#### REQUIREMENT:
Report how many lines in the records below contain the string "white", counting only matches with the same upper and lower case. Reply with the number alone.

▶

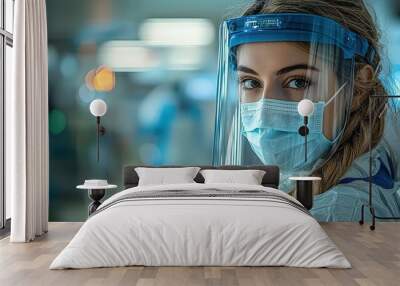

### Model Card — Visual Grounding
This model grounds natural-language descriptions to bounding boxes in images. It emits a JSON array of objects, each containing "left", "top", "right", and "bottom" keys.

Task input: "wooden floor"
[{"left": 0, "top": 223, "right": 400, "bottom": 286}]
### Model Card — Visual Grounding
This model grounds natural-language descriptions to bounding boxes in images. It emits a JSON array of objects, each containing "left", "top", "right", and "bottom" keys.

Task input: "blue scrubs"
[{"left": 311, "top": 110, "right": 400, "bottom": 221}]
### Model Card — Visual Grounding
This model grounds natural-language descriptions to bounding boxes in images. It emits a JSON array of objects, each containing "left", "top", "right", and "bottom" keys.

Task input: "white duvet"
[{"left": 50, "top": 184, "right": 351, "bottom": 269}]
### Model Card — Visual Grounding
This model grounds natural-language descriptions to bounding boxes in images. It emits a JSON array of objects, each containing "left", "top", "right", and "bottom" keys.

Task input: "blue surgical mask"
[{"left": 241, "top": 99, "right": 334, "bottom": 171}]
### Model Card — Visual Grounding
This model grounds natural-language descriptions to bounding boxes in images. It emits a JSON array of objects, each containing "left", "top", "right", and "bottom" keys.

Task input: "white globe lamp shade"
[
  {"left": 297, "top": 99, "right": 314, "bottom": 117},
  {"left": 90, "top": 99, "right": 107, "bottom": 117}
]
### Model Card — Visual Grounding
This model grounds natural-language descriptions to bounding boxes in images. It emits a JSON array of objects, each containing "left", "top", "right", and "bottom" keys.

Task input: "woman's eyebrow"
[
  {"left": 237, "top": 66, "right": 258, "bottom": 75},
  {"left": 276, "top": 64, "right": 319, "bottom": 75}
]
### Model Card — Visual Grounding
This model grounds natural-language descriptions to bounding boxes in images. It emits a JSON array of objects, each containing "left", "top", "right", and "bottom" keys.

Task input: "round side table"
[
  {"left": 76, "top": 185, "right": 118, "bottom": 216},
  {"left": 289, "top": 177, "right": 321, "bottom": 210}
]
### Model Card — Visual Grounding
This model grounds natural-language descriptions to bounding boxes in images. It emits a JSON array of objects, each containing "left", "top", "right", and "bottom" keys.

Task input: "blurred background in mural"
[{"left": 47, "top": 0, "right": 400, "bottom": 221}]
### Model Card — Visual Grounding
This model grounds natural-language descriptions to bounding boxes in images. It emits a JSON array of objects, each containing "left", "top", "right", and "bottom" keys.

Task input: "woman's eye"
[
  {"left": 241, "top": 79, "right": 261, "bottom": 89},
  {"left": 286, "top": 78, "right": 310, "bottom": 89}
]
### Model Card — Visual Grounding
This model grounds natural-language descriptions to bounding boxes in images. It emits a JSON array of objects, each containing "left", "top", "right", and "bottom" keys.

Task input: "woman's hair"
[{"left": 244, "top": 0, "right": 387, "bottom": 193}]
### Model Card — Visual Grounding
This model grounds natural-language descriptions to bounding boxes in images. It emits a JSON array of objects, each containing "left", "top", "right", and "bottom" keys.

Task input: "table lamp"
[
  {"left": 90, "top": 99, "right": 107, "bottom": 162},
  {"left": 297, "top": 99, "right": 314, "bottom": 162}
]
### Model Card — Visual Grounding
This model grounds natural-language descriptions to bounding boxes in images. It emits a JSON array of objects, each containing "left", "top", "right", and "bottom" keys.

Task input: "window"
[{"left": 0, "top": 0, "right": 14, "bottom": 229}]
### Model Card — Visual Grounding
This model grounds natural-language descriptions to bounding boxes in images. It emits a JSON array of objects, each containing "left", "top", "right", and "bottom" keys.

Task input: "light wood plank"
[{"left": 0, "top": 222, "right": 400, "bottom": 286}]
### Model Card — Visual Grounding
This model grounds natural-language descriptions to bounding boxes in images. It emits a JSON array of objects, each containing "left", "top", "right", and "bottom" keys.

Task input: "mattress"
[{"left": 50, "top": 183, "right": 351, "bottom": 269}]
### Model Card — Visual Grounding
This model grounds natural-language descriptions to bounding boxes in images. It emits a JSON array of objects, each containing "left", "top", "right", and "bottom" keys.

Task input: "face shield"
[{"left": 213, "top": 14, "right": 374, "bottom": 192}]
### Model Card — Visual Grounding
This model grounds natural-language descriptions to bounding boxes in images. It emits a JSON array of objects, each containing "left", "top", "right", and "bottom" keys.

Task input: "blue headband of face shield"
[
  {"left": 225, "top": 13, "right": 376, "bottom": 64},
  {"left": 213, "top": 13, "right": 376, "bottom": 174}
]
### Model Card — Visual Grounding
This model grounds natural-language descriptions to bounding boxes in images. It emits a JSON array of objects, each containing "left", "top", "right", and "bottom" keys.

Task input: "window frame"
[{"left": 0, "top": 0, "right": 15, "bottom": 230}]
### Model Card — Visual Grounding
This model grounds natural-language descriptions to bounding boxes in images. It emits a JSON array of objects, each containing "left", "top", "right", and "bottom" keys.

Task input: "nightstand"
[
  {"left": 76, "top": 180, "right": 117, "bottom": 216},
  {"left": 289, "top": 177, "right": 321, "bottom": 210}
]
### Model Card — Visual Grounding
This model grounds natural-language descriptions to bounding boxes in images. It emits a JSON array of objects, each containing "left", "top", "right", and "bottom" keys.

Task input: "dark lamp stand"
[{"left": 96, "top": 116, "right": 106, "bottom": 162}]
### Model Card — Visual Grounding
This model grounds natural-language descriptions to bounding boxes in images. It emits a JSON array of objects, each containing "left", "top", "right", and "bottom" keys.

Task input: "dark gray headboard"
[{"left": 123, "top": 166, "right": 279, "bottom": 189}]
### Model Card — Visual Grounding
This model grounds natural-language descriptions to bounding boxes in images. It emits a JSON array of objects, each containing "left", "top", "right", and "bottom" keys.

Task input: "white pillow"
[
  {"left": 135, "top": 167, "right": 200, "bottom": 186},
  {"left": 200, "top": 169, "right": 265, "bottom": 185}
]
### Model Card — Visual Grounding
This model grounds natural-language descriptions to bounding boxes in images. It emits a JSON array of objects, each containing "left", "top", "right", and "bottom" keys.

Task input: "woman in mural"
[{"left": 214, "top": 0, "right": 400, "bottom": 221}]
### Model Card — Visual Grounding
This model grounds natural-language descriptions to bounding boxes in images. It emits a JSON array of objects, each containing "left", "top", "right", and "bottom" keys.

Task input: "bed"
[{"left": 50, "top": 166, "right": 351, "bottom": 269}]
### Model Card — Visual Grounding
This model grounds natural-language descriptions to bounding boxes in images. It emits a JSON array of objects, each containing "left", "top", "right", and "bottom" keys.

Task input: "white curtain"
[{"left": 5, "top": 0, "right": 49, "bottom": 242}]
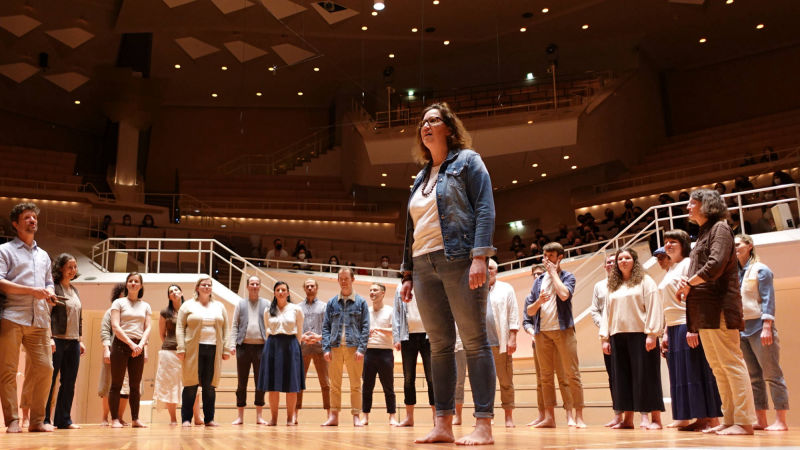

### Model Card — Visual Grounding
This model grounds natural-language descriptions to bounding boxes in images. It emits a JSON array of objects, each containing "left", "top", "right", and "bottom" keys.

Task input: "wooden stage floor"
[{"left": 0, "top": 417, "right": 800, "bottom": 450}]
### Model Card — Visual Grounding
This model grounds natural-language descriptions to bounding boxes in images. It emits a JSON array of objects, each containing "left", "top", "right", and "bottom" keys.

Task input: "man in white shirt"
[
  {"left": 362, "top": 283, "right": 398, "bottom": 426},
  {"left": 486, "top": 259, "right": 519, "bottom": 428}
]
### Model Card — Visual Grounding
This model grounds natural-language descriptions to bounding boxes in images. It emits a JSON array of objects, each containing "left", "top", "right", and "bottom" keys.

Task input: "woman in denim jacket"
[{"left": 402, "top": 103, "right": 496, "bottom": 445}]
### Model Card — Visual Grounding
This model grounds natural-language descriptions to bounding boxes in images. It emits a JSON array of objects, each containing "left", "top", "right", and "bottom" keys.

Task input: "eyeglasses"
[{"left": 419, "top": 116, "right": 444, "bottom": 128}]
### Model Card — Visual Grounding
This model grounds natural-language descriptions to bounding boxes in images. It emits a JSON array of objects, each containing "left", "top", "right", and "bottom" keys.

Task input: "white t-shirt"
[
  {"left": 408, "top": 164, "right": 444, "bottom": 256},
  {"left": 367, "top": 305, "right": 394, "bottom": 349}
]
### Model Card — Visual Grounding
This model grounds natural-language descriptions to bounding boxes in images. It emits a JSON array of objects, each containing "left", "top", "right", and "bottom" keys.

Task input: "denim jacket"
[
  {"left": 322, "top": 294, "right": 369, "bottom": 355},
  {"left": 401, "top": 149, "right": 497, "bottom": 272}
]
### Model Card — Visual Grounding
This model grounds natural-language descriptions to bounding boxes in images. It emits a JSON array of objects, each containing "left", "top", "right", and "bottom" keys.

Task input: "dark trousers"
[
  {"left": 361, "top": 348, "right": 397, "bottom": 414},
  {"left": 610, "top": 333, "right": 664, "bottom": 413},
  {"left": 236, "top": 344, "right": 264, "bottom": 408},
  {"left": 44, "top": 338, "right": 81, "bottom": 428},
  {"left": 108, "top": 339, "right": 144, "bottom": 420},
  {"left": 182, "top": 344, "right": 217, "bottom": 423},
  {"left": 400, "top": 333, "right": 434, "bottom": 406}
]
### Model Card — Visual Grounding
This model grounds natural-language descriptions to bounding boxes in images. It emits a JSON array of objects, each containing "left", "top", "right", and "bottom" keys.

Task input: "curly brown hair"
[
  {"left": 608, "top": 248, "right": 644, "bottom": 292},
  {"left": 411, "top": 102, "right": 472, "bottom": 165}
]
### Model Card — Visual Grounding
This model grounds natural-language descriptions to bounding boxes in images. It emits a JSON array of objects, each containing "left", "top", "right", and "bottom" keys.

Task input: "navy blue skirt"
[
  {"left": 257, "top": 334, "right": 306, "bottom": 392},
  {"left": 667, "top": 324, "right": 722, "bottom": 420}
]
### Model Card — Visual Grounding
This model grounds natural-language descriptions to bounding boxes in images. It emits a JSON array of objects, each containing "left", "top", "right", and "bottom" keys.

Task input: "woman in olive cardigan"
[{"left": 175, "top": 276, "right": 230, "bottom": 427}]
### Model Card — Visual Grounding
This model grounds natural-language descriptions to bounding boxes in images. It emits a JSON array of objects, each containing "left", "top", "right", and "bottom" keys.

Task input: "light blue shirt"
[{"left": 0, "top": 238, "right": 54, "bottom": 328}]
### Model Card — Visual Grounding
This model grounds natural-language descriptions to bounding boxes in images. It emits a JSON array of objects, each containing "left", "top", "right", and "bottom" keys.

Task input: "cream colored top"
[
  {"left": 408, "top": 164, "right": 444, "bottom": 256},
  {"left": 264, "top": 300, "right": 304, "bottom": 339},
  {"left": 658, "top": 258, "right": 690, "bottom": 327},
  {"left": 599, "top": 275, "right": 664, "bottom": 339}
]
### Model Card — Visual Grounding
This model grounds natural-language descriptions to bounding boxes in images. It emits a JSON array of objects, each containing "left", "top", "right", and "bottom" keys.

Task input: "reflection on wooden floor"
[{"left": 0, "top": 422, "right": 800, "bottom": 450}]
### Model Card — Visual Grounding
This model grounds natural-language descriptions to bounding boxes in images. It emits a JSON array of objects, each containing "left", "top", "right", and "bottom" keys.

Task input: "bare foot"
[
  {"left": 456, "top": 419, "right": 494, "bottom": 445},
  {"left": 717, "top": 425, "right": 753, "bottom": 436},
  {"left": 395, "top": 416, "right": 412, "bottom": 428},
  {"left": 6, "top": 420, "right": 22, "bottom": 433},
  {"left": 28, "top": 423, "right": 56, "bottom": 433}
]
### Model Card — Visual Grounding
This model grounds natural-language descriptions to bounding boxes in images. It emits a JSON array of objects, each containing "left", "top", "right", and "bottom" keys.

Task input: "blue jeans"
[
  {"left": 739, "top": 328, "right": 789, "bottom": 410},
  {"left": 413, "top": 250, "right": 496, "bottom": 418}
]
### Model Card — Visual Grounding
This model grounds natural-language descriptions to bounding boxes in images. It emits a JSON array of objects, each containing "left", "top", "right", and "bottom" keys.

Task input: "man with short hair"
[
  {"left": 589, "top": 252, "right": 620, "bottom": 427},
  {"left": 486, "top": 259, "right": 519, "bottom": 428},
  {"left": 0, "top": 203, "right": 57, "bottom": 433},
  {"left": 363, "top": 283, "right": 398, "bottom": 426},
  {"left": 230, "top": 275, "right": 269, "bottom": 425},
  {"left": 292, "top": 278, "right": 331, "bottom": 424},
  {"left": 527, "top": 242, "right": 586, "bottom": 428},
  {"left": 322, "top": 267, "right": 369, "bottom": 427}
]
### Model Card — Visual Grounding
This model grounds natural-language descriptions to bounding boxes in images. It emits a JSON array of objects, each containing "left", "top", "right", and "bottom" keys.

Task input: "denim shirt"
[
  {"left": 322, "top": 294, "right": 369, "bottom": 355},
  {"left": 522, "top": 270, "right": 575, "bottom": 334},
  {"left": 401, "top": 149, "right": 497, "bottom": 272}
]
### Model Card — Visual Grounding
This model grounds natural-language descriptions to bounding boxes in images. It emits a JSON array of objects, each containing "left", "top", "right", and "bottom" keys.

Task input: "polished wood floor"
[{"left": 0, "top": 420, "right": 800, "bottom": 450}]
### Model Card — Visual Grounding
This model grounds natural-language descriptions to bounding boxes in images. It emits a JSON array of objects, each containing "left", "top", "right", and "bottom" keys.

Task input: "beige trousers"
[{"left": 328, "top": 345, "right": 364, "bottom": 416}]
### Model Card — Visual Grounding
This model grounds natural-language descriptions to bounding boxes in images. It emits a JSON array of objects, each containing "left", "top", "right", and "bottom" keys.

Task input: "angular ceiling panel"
[
  {"left": 272, "top": 44, "right": 316, "bottom": 66},
  {"left": 311, "top": 2, "right": 358, "bottom": 25},
  {"left": 46, "top": 27, "right": 94, "bottom": 48},
  {"left": 261, "top": 0, "right": 306, "bottom": 20},
  {"left": 0, "top": 63, "right": 39, "bottom": 83},
  {"left": 0, "top": 15, "right": 42, "bottom": 37},
  {"left": 211, "top": 0, "right": 255, "bottom": 14},
  {"left": 44, "top": 72, "right": 89, "bottom": 92},
  {"left": 175, "top": 36, "right": 219, "bottom": 59},
  {"left": 224, "top": 41, "right": 267, "bottom": 63}
]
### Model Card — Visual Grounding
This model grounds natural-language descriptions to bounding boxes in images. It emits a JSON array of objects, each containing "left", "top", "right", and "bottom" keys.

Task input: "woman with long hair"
[
  {"left": 175, "top": 275, "right": 230, "bottom": 427},
  {"left": 258, "top": 281, "right": 306, "bottom": 427},
  {"left": 44, "top": 253, "right": 86, "bottom": 430},
  {"left": 108, "top": 272, "right": 152, "bottom": 428},
  {"left": 658, "top": 230, "right": 722, "bottom": 431},
  {"left": 401, "top": 103, "right": 497, "bottom": 445},
  {"left": 734, "top": 234, "right": 789, "bottom": 431},
  {"left": 600, "top": 248, "right": 664, "bottom": 429}
]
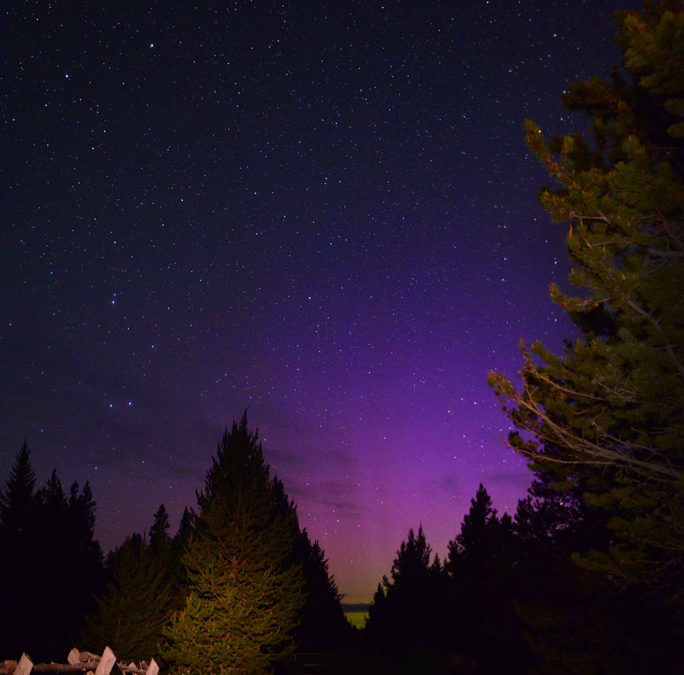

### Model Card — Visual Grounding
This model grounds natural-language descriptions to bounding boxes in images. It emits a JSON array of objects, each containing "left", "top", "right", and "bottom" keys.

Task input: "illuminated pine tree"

◀

#### ANSWER TO THIS EXERCISE:
6